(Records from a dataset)
———
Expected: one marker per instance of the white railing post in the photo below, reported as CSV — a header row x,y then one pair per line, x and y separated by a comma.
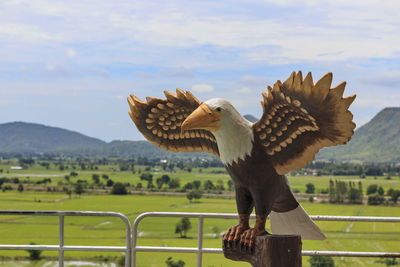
x,y
61,241
200,241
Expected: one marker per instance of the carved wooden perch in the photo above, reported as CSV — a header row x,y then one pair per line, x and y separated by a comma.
x,y
269,251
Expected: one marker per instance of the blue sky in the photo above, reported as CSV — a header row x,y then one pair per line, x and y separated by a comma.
x,y
72,63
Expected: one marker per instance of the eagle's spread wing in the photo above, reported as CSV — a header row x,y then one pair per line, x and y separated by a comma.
x,y
300,118
159,120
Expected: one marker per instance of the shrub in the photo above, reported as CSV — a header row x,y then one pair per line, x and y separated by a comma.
x,y
320,261
171,263
182,227
310,188
375,199
34,254
372,189
119,189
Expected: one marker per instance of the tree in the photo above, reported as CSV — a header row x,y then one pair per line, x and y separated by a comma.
x,y
174,183
110,182
79,189
20,188
375,199
68,191
188,186
372,189
208,185
196,184
216,231
194,194
321,261
190,196
171,263
310,188
231,185
381,191
118,189
394,195
146,176
165,178
139,186
96,178
159,182
34,254
182,227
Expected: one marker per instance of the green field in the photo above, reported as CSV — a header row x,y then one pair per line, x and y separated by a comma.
x,y
36,173
160,231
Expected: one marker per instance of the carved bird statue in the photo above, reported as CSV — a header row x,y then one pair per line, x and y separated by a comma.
x,y
299,118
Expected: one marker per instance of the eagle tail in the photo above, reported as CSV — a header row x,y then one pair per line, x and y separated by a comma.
x,y
297,222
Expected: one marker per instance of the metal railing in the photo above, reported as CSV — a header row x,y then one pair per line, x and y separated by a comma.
x,y
131,247
199,250
61,247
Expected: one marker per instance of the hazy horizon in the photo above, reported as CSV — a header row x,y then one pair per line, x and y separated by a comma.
x,y
72,64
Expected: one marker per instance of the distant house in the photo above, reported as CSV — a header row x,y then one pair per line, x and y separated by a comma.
x,y
16,168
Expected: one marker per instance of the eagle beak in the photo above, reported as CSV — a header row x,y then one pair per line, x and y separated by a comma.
x,y
202,118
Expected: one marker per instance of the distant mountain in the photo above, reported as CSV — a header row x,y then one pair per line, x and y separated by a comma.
x,y
31,139
22,137
376,141
250,118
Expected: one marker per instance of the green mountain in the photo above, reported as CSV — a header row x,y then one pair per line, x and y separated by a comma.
x,y
33,139
22,137
376,141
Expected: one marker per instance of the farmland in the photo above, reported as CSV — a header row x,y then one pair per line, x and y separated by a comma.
x,y
160,232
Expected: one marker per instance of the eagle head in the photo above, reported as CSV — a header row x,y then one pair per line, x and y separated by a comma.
x,y
211,115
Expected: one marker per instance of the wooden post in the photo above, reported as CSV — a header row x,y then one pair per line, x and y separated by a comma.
x,y
269,251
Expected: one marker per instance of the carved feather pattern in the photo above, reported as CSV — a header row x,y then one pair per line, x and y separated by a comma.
x,y
159,120
300,118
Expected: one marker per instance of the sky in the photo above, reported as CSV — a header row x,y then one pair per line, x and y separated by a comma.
x,y
71,64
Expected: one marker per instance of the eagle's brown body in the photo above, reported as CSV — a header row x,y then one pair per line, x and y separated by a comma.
x,y
299,118
258,185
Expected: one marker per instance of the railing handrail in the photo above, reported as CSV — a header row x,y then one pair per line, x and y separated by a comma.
x,y
131,247
200,250
61,247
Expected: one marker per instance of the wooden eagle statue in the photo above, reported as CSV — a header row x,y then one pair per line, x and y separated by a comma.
x,y
299,118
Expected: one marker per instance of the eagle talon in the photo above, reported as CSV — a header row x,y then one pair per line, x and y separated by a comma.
x,y
232,236
248,238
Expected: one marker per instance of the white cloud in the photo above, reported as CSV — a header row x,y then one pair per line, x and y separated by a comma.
x,y
70,52
202,88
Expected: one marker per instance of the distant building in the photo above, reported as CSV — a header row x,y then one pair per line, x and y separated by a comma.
x,y
16,168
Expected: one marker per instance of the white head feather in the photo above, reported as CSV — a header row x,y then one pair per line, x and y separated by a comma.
x,y
235,135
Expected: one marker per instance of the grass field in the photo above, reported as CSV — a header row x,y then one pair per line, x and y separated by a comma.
x,y
160,231
37,172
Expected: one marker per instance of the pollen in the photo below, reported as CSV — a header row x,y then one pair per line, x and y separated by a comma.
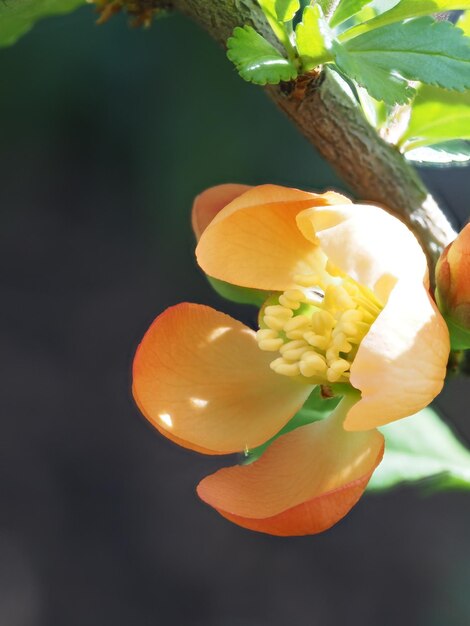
x,y
317,326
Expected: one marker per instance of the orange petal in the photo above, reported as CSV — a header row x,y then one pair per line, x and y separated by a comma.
x,y
207,204
305,482
401,363
201,379
367,243
254,242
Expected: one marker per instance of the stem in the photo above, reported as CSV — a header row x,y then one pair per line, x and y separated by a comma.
x,y
333,122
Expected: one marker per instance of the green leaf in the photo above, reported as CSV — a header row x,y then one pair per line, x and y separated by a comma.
x,y
379,82
346,9
313,39
449,154
404,10
316,408
374,111
241,295
278,12
437,116
420,50
459,336
464,22
256,60
17,17
282,10
419,447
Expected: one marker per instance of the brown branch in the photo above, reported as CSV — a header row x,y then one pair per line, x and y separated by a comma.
x,y
335,125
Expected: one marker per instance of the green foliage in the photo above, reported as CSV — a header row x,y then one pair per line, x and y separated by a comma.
x,y
347,9
316,408
313,39
280,10
256,59
421,50
443,155
405,9
17,17
464,22
278,13
241,295
419,447
437,116
422,447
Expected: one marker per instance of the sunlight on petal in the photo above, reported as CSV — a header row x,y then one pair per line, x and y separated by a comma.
x,y
199,402
166,419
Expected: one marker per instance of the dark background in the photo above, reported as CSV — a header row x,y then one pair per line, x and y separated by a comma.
x,y
106,135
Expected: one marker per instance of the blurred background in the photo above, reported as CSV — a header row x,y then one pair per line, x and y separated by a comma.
x,y
106,135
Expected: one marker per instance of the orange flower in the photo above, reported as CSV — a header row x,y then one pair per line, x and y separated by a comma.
x,y
347,304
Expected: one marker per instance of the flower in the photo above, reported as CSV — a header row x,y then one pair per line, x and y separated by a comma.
x,y
347,305
453,288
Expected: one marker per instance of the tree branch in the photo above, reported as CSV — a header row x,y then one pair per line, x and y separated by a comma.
x,y
335,125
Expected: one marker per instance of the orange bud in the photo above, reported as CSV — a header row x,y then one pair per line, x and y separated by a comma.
x,y
453,281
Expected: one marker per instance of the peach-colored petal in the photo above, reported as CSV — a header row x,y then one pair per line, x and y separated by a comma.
x,y
303,484
208,203
401,363
201,379
254,242
367,243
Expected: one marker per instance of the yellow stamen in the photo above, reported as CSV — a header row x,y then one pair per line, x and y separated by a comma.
x,y
317,326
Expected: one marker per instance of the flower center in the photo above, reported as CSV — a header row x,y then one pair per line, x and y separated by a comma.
x,y
317,326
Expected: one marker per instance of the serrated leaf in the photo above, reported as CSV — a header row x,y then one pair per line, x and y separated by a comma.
x,y
346,9
419,50
313,39
17,17
256,60
282,10
404,10
379,82
421,447
437,116
452,154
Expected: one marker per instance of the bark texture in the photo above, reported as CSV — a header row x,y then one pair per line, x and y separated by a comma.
x,y
334,124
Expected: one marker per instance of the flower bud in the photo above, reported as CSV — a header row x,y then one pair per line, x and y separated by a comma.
x,y
453,288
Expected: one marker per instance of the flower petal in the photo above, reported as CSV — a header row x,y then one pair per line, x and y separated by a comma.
x,y
401,363
207,204
304,483
254,242
367,243
201,379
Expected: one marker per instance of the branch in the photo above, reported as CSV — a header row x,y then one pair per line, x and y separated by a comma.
x,y
335,125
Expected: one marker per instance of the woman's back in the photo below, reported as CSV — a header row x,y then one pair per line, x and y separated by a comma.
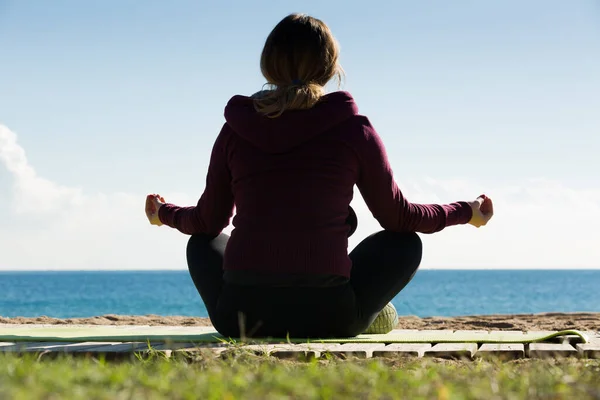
x,y
292,180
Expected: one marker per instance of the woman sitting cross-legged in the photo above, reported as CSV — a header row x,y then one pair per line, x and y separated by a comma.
x,y
287,159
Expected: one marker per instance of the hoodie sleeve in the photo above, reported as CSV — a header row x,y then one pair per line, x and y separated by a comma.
x,y
214,209
385,200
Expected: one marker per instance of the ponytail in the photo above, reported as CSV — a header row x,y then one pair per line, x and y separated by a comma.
x,y
296,96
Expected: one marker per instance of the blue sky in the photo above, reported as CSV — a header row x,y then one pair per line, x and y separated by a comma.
x,y
108,100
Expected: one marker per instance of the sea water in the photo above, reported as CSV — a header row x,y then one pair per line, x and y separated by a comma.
x,y
430,293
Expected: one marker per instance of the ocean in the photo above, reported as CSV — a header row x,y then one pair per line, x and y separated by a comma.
x,y
430,293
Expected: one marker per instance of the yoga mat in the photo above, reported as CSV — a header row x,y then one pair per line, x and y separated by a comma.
x,y
74,333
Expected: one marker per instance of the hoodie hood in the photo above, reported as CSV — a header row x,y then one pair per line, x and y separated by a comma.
x,y
292,128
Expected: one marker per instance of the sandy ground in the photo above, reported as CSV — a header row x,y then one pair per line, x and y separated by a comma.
x,y
545,321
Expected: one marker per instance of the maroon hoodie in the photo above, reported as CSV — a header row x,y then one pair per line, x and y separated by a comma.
x,y
291,179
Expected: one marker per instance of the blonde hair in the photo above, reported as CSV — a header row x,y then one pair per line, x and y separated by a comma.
x,y
299,58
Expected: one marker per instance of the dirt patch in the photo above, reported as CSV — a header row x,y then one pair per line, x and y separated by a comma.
x,y
521,322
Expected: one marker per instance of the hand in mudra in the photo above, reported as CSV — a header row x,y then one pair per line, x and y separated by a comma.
x,y
153,203
483,210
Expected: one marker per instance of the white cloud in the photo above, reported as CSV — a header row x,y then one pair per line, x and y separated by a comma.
x,y
537,224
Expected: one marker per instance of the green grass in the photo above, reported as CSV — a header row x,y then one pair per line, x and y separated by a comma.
x,y
244,376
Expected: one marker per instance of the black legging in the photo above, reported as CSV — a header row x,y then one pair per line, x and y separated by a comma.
x,y
382,265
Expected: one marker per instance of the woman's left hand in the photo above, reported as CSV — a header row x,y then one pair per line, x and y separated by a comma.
x,y
153,203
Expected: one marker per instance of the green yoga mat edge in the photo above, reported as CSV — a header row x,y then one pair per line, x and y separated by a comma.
x,y
215,337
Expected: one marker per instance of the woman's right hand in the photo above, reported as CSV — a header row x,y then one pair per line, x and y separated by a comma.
x,y
483,210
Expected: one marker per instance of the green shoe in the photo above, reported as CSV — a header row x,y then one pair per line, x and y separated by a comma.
x,y
385,321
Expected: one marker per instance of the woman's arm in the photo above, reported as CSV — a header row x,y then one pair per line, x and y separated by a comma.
x,y
214,209
385,200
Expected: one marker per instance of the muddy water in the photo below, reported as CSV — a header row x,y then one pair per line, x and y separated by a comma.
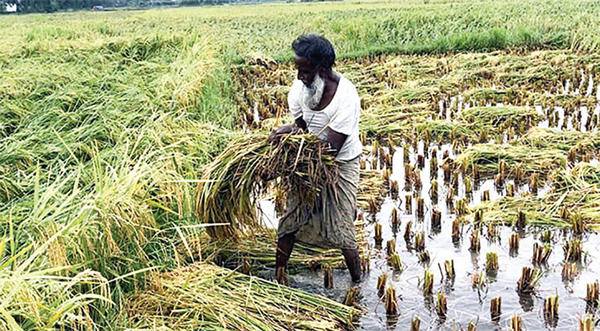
———
Work order
No pictures belong in the output. It should reproduce exactly the lines from the one containing "Expected: one marker per instance of the green shoe" through the end of the data, both ends included.

Solution for this task
Expected: one marker per instance of the green shoe in the photo above, reported as CSV — a header row x,y then one pair per line, x and y separated by a comma.
x,y
385,321
Expected: one marker per instance of the woman's arm in the photo above, reported as CSV — a header row x,y then one pair per line, x and y separated by a comma.
x,y
214,209
385,200
Expected: one marker per instance of the muddy water in the photo below, reported as CSV — a header row x,y then one pair per line, x and y separated by a comma.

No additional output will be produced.